BEGIN DATA ENTRIES
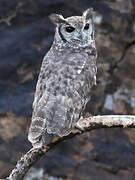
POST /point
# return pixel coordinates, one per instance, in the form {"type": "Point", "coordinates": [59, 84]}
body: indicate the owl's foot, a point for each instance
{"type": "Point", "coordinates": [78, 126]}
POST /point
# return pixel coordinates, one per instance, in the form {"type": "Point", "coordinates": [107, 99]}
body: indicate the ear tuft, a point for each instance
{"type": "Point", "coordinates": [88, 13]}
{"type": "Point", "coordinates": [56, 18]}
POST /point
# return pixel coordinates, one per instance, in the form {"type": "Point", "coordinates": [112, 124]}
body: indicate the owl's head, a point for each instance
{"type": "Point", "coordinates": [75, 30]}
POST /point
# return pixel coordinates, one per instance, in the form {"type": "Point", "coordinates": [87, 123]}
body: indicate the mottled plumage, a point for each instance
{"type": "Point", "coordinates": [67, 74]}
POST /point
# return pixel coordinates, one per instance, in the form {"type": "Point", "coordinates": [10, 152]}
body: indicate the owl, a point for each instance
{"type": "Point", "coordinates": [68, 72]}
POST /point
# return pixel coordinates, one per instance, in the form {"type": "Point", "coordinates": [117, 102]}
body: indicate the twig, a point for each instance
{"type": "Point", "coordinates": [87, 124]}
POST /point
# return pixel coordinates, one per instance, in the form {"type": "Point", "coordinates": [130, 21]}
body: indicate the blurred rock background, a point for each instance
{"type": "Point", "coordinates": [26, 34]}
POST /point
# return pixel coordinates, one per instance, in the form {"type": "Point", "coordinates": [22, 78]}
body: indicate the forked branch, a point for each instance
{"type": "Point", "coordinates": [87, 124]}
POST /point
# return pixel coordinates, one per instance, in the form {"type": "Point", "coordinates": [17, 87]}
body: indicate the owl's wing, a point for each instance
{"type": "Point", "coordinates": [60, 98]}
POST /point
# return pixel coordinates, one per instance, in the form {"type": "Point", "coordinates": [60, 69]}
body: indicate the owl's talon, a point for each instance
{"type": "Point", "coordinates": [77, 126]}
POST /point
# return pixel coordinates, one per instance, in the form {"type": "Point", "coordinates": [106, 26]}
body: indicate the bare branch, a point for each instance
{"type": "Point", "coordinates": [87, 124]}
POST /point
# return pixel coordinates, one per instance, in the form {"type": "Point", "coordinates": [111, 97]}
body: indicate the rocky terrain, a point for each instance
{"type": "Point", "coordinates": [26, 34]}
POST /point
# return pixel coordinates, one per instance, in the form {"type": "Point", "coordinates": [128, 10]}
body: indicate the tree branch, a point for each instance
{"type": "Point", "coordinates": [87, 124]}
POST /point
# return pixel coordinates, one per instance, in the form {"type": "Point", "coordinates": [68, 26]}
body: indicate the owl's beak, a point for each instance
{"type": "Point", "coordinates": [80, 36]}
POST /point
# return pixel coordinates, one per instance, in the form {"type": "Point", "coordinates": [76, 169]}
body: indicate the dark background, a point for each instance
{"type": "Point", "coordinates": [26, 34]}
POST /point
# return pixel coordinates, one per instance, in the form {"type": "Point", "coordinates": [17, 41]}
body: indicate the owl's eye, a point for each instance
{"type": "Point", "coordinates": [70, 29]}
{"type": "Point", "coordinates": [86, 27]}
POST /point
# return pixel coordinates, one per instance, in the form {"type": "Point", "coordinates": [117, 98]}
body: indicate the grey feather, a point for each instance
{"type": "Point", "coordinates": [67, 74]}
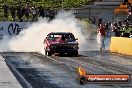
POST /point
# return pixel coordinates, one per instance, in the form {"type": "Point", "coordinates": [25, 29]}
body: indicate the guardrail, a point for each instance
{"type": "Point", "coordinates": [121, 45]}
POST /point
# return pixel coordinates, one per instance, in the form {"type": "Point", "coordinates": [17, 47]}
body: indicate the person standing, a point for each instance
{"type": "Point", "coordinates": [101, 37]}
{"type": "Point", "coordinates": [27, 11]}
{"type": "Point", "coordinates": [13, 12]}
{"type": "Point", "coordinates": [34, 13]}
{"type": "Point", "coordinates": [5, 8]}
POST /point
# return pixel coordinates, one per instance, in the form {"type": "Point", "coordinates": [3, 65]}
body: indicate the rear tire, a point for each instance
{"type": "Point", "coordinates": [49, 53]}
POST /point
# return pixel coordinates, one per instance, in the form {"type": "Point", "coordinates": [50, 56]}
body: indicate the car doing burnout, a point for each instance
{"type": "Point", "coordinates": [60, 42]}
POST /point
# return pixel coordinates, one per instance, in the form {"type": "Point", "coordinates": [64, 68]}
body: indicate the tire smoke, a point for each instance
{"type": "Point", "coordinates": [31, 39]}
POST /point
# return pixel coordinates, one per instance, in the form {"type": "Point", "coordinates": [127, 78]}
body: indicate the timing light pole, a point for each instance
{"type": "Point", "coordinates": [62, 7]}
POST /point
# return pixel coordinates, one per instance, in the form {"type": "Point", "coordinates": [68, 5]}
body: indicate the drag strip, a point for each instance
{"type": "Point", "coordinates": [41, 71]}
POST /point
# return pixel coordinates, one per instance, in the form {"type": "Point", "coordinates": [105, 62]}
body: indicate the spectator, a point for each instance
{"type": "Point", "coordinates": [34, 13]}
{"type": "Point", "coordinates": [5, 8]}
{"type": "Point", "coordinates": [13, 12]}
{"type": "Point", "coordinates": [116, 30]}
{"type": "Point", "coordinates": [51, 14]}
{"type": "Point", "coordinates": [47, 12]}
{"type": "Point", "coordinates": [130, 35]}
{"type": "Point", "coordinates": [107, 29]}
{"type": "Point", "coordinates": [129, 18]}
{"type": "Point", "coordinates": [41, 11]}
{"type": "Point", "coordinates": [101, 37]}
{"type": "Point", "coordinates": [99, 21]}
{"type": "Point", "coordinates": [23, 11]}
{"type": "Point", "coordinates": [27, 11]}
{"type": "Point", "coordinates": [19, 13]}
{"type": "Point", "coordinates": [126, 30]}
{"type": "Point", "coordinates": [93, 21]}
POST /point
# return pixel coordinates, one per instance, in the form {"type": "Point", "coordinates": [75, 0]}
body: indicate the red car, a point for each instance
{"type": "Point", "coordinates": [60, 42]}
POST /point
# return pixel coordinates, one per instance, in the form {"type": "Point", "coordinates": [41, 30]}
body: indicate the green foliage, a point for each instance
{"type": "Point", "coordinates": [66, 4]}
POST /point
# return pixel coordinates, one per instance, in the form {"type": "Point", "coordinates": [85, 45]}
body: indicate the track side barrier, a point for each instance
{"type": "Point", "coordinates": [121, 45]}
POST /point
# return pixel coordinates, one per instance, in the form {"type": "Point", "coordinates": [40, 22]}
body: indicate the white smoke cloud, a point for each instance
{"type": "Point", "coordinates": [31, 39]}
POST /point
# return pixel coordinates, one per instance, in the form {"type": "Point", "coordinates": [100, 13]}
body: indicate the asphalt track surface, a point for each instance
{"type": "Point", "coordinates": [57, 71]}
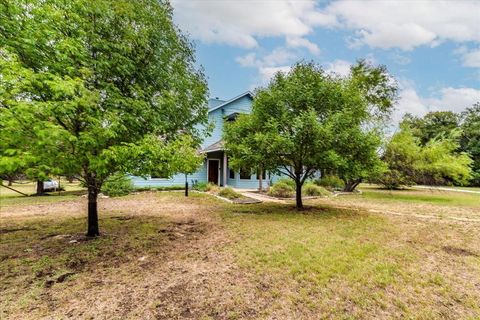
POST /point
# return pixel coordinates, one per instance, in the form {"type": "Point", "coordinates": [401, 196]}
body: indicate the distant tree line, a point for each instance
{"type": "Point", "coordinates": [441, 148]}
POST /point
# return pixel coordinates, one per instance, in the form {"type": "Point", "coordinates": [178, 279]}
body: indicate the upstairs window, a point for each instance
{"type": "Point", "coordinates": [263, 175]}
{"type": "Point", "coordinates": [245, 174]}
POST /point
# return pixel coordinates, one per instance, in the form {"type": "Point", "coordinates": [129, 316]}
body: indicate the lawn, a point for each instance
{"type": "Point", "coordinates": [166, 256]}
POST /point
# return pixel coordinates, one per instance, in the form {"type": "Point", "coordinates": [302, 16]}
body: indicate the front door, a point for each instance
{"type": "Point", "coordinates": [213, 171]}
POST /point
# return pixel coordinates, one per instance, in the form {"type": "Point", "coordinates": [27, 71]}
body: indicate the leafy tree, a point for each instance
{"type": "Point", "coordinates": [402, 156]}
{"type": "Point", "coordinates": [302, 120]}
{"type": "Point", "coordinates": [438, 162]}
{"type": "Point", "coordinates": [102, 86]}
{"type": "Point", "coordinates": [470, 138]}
END DATA ENTRIES
**EXERCISE PROMPT:** Identify each line in the entries above that contains the string "tire" and copy those lines in full.

**FINAL RESULT:**
body: indicate the rear tire, a point for each instance
body: indicate the tire smoke, a point for each instance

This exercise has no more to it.